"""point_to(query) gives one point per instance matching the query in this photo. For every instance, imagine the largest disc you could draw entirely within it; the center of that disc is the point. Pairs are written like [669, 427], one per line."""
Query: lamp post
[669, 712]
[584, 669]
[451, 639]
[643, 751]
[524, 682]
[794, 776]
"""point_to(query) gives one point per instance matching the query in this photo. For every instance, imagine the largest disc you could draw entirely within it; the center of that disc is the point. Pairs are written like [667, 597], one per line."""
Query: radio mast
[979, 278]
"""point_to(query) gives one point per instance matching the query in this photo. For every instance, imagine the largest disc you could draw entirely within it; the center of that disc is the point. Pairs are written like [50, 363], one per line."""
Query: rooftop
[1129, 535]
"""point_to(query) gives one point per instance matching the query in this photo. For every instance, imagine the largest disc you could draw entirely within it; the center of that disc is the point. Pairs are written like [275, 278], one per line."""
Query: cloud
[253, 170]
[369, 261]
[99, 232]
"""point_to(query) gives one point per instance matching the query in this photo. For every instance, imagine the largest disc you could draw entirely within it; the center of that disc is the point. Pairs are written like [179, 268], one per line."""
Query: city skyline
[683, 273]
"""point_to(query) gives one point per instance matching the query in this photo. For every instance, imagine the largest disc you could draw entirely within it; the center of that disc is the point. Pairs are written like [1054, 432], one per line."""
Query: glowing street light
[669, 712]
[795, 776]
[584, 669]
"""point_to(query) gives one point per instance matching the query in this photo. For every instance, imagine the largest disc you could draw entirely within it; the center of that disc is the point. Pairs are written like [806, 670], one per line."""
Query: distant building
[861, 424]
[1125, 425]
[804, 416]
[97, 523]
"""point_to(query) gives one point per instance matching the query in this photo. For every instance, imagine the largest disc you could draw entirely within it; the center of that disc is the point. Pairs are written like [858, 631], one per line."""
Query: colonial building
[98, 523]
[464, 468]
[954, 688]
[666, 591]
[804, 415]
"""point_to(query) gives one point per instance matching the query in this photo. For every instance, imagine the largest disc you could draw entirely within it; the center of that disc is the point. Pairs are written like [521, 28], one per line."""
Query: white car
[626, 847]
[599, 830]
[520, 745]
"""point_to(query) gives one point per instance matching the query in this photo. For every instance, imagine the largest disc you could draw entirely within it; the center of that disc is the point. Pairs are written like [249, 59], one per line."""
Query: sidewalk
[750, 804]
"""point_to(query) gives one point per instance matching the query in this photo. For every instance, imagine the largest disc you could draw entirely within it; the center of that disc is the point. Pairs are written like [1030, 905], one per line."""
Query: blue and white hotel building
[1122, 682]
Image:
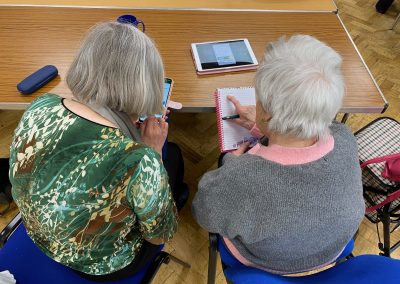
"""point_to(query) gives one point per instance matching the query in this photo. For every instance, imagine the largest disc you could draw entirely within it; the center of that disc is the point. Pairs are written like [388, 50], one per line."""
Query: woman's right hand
[247, 114]
[154, 132]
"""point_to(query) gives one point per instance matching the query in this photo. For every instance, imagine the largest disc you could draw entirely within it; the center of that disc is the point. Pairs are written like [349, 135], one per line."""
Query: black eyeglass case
[37, 80]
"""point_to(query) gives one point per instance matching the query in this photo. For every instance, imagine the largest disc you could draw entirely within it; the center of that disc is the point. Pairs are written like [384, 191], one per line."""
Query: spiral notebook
[231, 135]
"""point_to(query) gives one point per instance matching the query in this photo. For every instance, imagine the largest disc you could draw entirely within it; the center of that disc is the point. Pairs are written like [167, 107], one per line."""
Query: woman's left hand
[154, 132]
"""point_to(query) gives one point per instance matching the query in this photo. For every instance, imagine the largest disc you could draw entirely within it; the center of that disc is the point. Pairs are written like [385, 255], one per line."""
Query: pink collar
[294, 156]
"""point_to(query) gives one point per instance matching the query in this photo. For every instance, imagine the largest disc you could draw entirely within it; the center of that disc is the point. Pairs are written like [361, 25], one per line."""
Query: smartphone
[168, 83]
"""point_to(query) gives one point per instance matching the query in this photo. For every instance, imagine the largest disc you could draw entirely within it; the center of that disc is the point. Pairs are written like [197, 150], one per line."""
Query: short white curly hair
[300, 84]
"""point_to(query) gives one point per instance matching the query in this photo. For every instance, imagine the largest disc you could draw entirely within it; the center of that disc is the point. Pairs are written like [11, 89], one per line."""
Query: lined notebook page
[231, 135]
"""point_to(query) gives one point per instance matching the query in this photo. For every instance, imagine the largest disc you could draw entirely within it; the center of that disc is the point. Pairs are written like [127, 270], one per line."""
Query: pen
[230, 117]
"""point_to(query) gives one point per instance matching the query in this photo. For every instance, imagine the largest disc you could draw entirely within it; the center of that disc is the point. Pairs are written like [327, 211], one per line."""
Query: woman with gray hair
[292, 202]
[92, 189]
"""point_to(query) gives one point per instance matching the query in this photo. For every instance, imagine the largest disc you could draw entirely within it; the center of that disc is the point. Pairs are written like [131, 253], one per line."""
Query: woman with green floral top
[91, 197]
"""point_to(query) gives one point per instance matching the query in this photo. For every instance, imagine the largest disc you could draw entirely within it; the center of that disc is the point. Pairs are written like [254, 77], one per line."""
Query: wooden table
[299, 5]
[31, 37]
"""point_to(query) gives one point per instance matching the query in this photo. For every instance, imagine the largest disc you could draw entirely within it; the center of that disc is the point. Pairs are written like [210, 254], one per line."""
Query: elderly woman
[91, 197]
[292, 202]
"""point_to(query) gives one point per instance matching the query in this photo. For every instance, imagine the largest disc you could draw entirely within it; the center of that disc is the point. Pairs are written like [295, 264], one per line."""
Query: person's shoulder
[136, 152]
[46, 99]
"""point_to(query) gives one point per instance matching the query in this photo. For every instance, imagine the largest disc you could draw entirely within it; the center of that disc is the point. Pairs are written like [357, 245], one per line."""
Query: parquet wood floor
[197, 136]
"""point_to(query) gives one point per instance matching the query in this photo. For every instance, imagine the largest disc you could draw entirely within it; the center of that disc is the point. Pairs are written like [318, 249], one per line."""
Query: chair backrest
[30, 265]
[366, 269]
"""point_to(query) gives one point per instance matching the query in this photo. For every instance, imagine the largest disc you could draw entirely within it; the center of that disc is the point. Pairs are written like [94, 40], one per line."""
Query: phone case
[37, 80]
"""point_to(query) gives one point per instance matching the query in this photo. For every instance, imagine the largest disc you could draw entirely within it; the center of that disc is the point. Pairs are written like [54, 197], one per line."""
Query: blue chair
[360, 269]
[30, 265]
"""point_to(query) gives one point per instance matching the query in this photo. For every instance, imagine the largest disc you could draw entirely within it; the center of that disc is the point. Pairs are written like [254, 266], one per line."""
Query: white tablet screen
[223, 54]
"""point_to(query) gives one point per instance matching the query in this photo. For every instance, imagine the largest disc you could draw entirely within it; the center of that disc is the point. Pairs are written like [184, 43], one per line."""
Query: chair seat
[379, 138]
[30, 265]
[229, 260]
[365, 269]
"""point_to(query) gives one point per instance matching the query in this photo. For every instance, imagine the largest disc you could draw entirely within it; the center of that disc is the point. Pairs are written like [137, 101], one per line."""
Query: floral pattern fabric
[88, 194]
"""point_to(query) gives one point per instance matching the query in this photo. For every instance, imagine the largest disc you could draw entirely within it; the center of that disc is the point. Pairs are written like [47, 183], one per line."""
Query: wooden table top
[303, 5]
[31, 37]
+-------+
Reproduce the material word for word. Any pictures should be left out of the copy.

## Response for this exercise
"""point_to(query) gives one point per instance matching the query in this photo. For every instance, imagine the largest disc you could draw entirely within it; the center of that disc is the point. Pairs are written like [669, 427], one per line."""
Query: lamp post
[669, 712]
[584, 669]
[451, 639]
[643, 751]
[524, 682]
[794, 776]
"""point_to(query) gives one point per instance matching the query in this photo. For every instance, imagine the largest disc you could draw entirely within it; the center of that disc is the point. Pairs are written like [667, 597], one per line."""
Query: radio mast
[979, 278]
"""point_to(query) gives one point per instance matching the query in this photo. For every instance, imagine the largest disc you could draw entirely within it; the center of that disc is the point. Pairs are written like [50, 363], one per line."""
Query: rooftop
[1129, 535]
"""point_to(query) gives one point per instance matching the query in this photo. For every instance, imagine the largest disc you could draw entirely within it; the center of that disc is the point. Pairs are written like [275, 278], one per line."""
Query: cloud
[253, 170]
[369, 261]
[99, 232]
"""point_to(query) gives one point per instance matching the query in this photo. For every instance, imagine the largest disc you could draw entirely within it; the center of that disc is the point. Pairs are written like [179, 268], one per line."""
Query: city skyline
[683, 273]
"""point_to(query) gives one point per instance matching the query in this photo. For every instance, imagine the largest disc you could draw entirely within it; the center of that disc is the point. Pairs are written like [1054, 432], one per line."""
Query: glowing street light
[669, 712]
[795, 776]
[584, 669]
"""point_to(query) gives one point per instance matching the query in this photo. For every instance, imagine the largest disc you could draw entirely within it; the center of that disc is the point. Pairs are written like [806, 670], one per line."""
Query: distant building
[861, 424]
[1125, 425]
[804, 416]
[97, 523]
"""point_to(query) gives one point per instance matching the query in this photo. For every instance, imagine the largest disc you could draw entirely within it; the center of that disc is the point. Pairs are written like [858, 631], one per line."""
Query: colonial building
[98, 523]
[464, 468]
[954, 688]
[666, 591]
[804, 415]
"""point_to(query) gives one point per instance matching the query in this photo. For every instance, imagine the largest disc you could draw entirely within it; the center of that disc is the point. Pairs are written like [521, 28], one per line."""
Query: white car
[626, 847]
[599, 830]
[520, 745]
"""point_to(query) gives one point per instance matching the query in this photo. For every instance, imagine the largest disc you could draw entirely within it; the center of that disc is the point. Pairs are written like [249, 59], one per line."""
Query: sidewalk
[750, 804]
"""point_to(query) gives one point per instance matching the query in this photo. For every instance, imagine the largest disc you could draw entirely within it; the center of that disc is the point. Pairs are written like [1030, 905], one per line."""
Query: blue and white hotel building
[1122, 682]
Image:
"""point_to(query) gives one point per instance matching the query in this photo. For every instance, imagine the largest disc you could draw entirely within it; the center of that disc is the point. Pairs are written like [388, 50], one per line."""
Query: woman's right hand
[247, 114]
[154, 132]
"""point_to(query) gives one point per instance matching the query in this photo. For every instance, imagine the largest disc you could draw entirely within it; the center of that disc is the point. Pairs are written like [349, 135], one per line."""
Query: black eyeglass case
[37, 80]
"""point_to(query) gives one point per instance matching the query in this photo. For every instance, imagine the largest disc you could draw entirely within it; the center of that disc is the point. Pairs are written like [384, 191], one per line."""
Query: spiral notebook
[231, 135]
"""point_to(query) gives one point per instance matching the query in this photo. For every instance, imagine the largest disc you could draw entirely within it; the center of that disc is the point. Pairs are written like [167, 107], one per line."""
Query: woman's left hand
[154, 132]
"""point_to(query) gives one point per instance matching the query in this photo. For every instance, imagine the largest disc you could draw entirely within it; the center of that disc is the point. Pairs are written like [385, 255], one per line."""
Query: pink collar
[294, 156]
"""point_to(query) gives one point per instance matching the query in this photo. For every instance, imagine the largest disc you could draw entirely within it; the center of that disc is the point. Pairs are written like [361, 25], one per line."""
Query: smartphone
[168, 83]
"""point_to(query) gives one point per instance matching the query in this photo. For every instance, imagine the largest disc you could draw entirely within it; the center of that disc is the point. Pairs are written like [197, 150], one per line."""
Query: short white curly hair
[300, 84]
"""point_to(query) gives one point per instance matching the query in this photo. For every instance, imagine the largest disc you could draw entirely within it; the center of that disc is the point. Pairs are written like [11, 89], one per line."""
Query: lined notebook page
[231, 135]
"""point_to(query) gives one point per instance matching the query in this photo. For every instance, imagine the largest disc you could draw entirely within it; the center of that disc is the point. Pairs are written like [127, 270], one per line."""
Query: pen
[230, 117]
"""point_to(query) gives one point per instance matching the query in this photo. For every instance, imagine the largest disc you could draw entirely within it; the center of that disc is the point. Pairs are written like [327, 211], one per line."""
Query: woman with gray hair
[292, 202]
[92, 189]
"""point_to(query) gives one point per instance matching the query in this photo. For every instance, imagine the largest disc you could draw entirely within it; the center of that disc is the point. Pairs are written like [131, 253], one per line."""
Query: woman with green floral top
[91, 197]
"""point_to(query) gives one point per instance matching the query in this photo. For every instance, imagine the largest disc you could draw entirely within it; the center of that disc is the point. Pairs are written like [254, 77], one per line."""
Query: wooden table
[299, 5]
[31, 37]
"""point_to(query) gives one point per instance matching the query in this photo. For every instance, imagine the largest disc you could draw entirely within it; the center of that disc is the point. Pairs are written like [210, 254], one per line."""
Query: elderly woman
[91, 197]
[292, 202]
"""point_to(query) gives one point per instance matching the query in this photo. For every instance, imagine the largest disc you could draw entirely within it; the center of that disc is the point. Pairs are written like [295, 264], one per line."""
Query: person's shoulder
[136, 152]
[46, 99]
"""point_to(query) gives one point per instance matching the query in this photo. For every instance, imagine the largest disc you could draw entirely within it; the center of that disc is the point. Pairs are written like [357, 245], one per line."""
Query: parquet wood floor
[197, 136]
"""point_to(query) gives one point per instance matching the query in this photo. For every instance, imagine the largest disc you could draw entirely within it; the center of that disc is the point. Pairs are written like [318, 249], one per line."""
Query: chair backrest
[30, 265]
[366, 269]
"""point_to(query) gives one point per instance matching the query in this photo. For every instance, imagine the largest disc you could draw entirely within it; the center of that disc is the point. Pairs are written like [94, 40], one per line."""
Query: phone case
[37, 80]
"""point_to(query) gives one point per instance matching the query in this photo. For every instance, imagine the largest disc you could draw entirely within it; the center of that disc is the point. Pairs are written like [54, 197], one per line."""
Query: blue chair
[360, 269]
[30, 265]
"""point_to(query) gives one point per instance matching the query in this photo. For every instance, imagine the largest disc you could draw entirely within it; the center of that disc is the point. Pairs are written like [254, 266], one per line."""
Query: white tablet screen
[223, 54]
"""point_to(query) gives one point per instance matching the query in this photo. For every instance, imagine the largest disc you could draw entirely within it; the center of that disc is the point. Pairs are written like [184, 43], one per line."""
Query: chair seat
[379, 138]
[30, 265]
[229, 260]
[365, 269]
"""point_to(query) gives one point per instance matching the query in this photo. For every instance, imagine the largest disc you could draw entirely within it; the center of that disc is the point. Pairs are written like [137, 101], one per line."""
Query: floral pattern fabric
[88, 194]
"""point_to(query) gives one point per instance matching the query in this photo. For every instance, imagine the largest disc you could draw entirely within it; the center of that disc is the point. Pairs are written like [47, 183], one per line."""
Query: wooden table top
[303, 5]
[31, 37]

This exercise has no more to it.